◆ DATA SECTION
►

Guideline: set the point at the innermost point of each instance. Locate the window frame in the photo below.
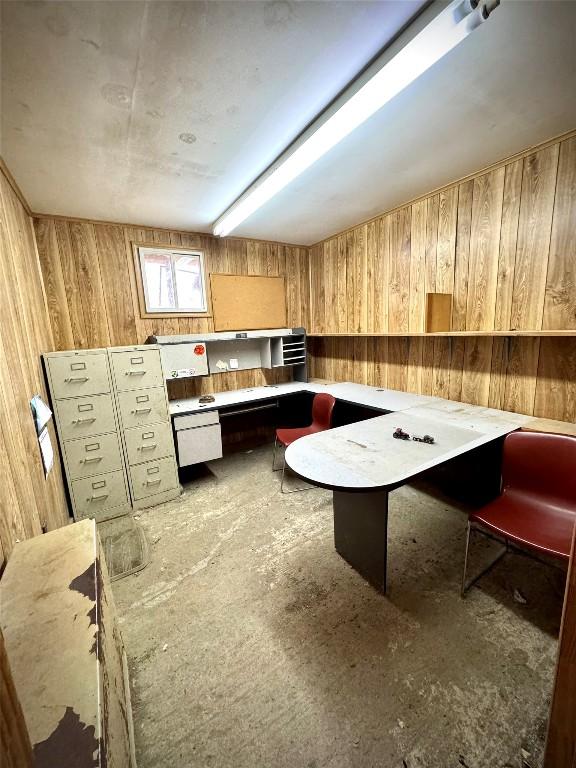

◄
►

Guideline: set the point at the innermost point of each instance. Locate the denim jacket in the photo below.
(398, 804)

◄
►

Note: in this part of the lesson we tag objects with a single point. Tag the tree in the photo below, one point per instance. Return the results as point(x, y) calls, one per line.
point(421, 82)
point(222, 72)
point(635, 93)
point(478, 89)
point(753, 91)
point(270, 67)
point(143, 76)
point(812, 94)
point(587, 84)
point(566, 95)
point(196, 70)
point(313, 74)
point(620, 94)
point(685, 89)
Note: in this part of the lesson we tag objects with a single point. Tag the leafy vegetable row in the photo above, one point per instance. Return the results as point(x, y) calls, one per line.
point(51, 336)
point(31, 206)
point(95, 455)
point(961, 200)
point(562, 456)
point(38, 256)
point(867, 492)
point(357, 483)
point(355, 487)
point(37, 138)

◄

◆ THE TASK
Express everything from the line containing "Tag the leafy" down to and including the line containing "point(37, 138)" as a two-column CSV with the header instruction,response. Give one row per record, with the record's text under instruction and its answer under response, each in a single double-quoted field with line breaks replaced by spaces.

◆ OUTPUT OF THE EXERCISE
instruction,response
"Note: in this part of the lesson we tag objects with a single point. Tag the leafy vegetable row in the photo above, one point per instance. Return the results as point(x, y) calls, one per line.","point(51, 336) point(31, 206) point(95, 455) point(961, 200) point(562, 456) point(38, 256) point(867, 492) point(357, 483) point(355, 487) point(37, 138)"